* REQUIRED ACTIONS:
**1)** Quote the stretch of the women's education lesson-plan text from "Pre-service history teacher" through "Ivy League colleges.".
**2)** According to the women's education lesson-plan text, which two awards did the Cultural Fieldwork Initiative recently win?

* TEXT SEGMENT:
□ □ □ □ □

Pre-service history teacher Teddy Knauss worked on a lesson plan designed for AP students, focusing on issued of diversity. As part of this he examined materials relating to the Bryn Mawr Summer School of Women Workers and critically analyzed issues of race and diversity in the history of women’s education. The Summer School, and those held at other college campuses across the USA, is the focus of an exhibit on our site which will be live soon.

Samantha Perry worked with fellow student Lisa MacMurray in producing a lesson plan on women’s struggle for access to higher education in the US. They looked at the entrance exams for the Seven Sisters colleges and compared them also with those of some of the men’s Ivy League colleges.

The Cultural Fieldwork Initiative recently won two awards for its work on this program: the Innovative Teaching Award from Temple University College of Education and an Outstanding Program of Excellence Award from the Pennsylvania Council for the Social Studies. Members of the initiative will be contributing an article, “Textbooks and Teaching” to the March 2013 special edition of the Journal of American History.

The Albert M. Greenfield Digital Center for the History of Women’s Education will again be participating in the program when it launches in September. We hope to find more exciting areas of research to work with Temple students in producing lesson plans. In the meantime, if you are a teacher and would like to use our collections to create your own lesson plan, be sure to get in touch (jredmond@brynmawr.edu).

□ □ □ □ □

* SUPPLIED INFORMATION:
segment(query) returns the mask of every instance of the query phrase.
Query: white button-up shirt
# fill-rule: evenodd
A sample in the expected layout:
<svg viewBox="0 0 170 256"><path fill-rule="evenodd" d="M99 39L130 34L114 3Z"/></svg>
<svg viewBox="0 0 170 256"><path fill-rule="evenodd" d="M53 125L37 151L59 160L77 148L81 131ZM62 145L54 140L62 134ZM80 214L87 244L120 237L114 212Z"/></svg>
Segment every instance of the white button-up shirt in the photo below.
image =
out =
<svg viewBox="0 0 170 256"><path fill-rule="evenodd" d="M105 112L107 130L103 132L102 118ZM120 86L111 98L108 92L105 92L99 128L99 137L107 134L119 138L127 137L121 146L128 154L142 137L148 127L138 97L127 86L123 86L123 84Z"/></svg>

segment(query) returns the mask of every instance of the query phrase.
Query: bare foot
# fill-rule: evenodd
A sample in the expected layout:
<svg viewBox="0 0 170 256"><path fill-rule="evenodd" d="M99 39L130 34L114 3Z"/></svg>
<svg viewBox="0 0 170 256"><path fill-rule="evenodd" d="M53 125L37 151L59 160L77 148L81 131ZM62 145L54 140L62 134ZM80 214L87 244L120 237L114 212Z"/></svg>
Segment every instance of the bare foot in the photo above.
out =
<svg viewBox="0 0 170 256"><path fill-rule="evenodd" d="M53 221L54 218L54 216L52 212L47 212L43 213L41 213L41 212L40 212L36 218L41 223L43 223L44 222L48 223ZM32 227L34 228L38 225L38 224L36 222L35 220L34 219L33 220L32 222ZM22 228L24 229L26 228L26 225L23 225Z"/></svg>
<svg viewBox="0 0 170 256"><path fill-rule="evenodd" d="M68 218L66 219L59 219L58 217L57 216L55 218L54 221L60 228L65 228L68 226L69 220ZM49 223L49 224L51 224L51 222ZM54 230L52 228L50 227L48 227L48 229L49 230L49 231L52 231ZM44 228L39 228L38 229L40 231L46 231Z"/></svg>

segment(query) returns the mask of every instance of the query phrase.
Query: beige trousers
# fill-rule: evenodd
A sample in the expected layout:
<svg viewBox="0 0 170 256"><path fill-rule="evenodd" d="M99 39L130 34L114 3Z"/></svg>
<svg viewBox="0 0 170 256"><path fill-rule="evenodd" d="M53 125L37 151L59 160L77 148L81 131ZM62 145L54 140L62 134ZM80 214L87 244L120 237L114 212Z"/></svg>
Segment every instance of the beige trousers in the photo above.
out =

□ □ □ □ □

* WRITTEN RESPONSES:
**1)**
Pre-service history teacher Teddy Knauss worked on a lesson plan designed for AP students, focusing on issued of diversity. As part of this he examined materials relating to the Bryn Mawr Summer School of Women Workers and critically analyzed issues of race and diversity in the history of women’s education. The Summer School, and those held at other college campuses across the USA, is the focus of an exhibit on our site which will be live soon.

Samantha Perry worked with fellow student Lisa MacMurray in producing a lesson plan on women’s struggle for access to higher education in the US. They looked at the entrance exams for the Seven Sisters colleges and compared them also with those of some of the men’s Ivy League colleges.

**2)** The Innovative Teaching Award from Temple University College of Education and an Outstanding Program of Excellence Award from the Pennsylvania Council for the Social Studies.